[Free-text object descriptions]
------------------------------------

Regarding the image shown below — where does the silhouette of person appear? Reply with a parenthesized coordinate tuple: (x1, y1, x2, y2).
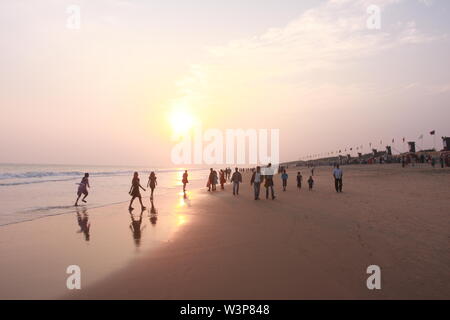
(219, 169, 226, 190)
(207, 168, 214, 191)
(147, 172, 157, 200)
(75, 173, 90, 206)
(264, 163, 275, 200)
(182, 170, 189, 192)
(129, 172, 146, 211)
(297, 172, 303, 190)
(308, 176, 314, 191)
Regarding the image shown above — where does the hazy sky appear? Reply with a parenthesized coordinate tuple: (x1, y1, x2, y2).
(0, 0, 449, 166)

------------------------------------

## WHAT IS BEING ASKED
Without the pictures, restate each entry exactly.

## EXERCISE SOLUTION
Regarding the image shown below — where does the silhouette of person appear? Reply with a parenthesized coordinate tuple: (x1, y1, x2, y2).
(219, 169, 226, 190)
(207, 168, 214, 191)
(147, 172, 157, 200)
(75, 173, 90, 206)
(264, 163, 275, 200)
(182, 170, 189, 192)
(129, 172, 146, 211)
(297, 172, 303, 190)
(308, 176, 314, 191)
Regarding the image shown above — where does the hazy sky appear? Reply with a parenthesized coordinate tuple: (x1, y1, x2, y2).
(0, 0, 449, 166)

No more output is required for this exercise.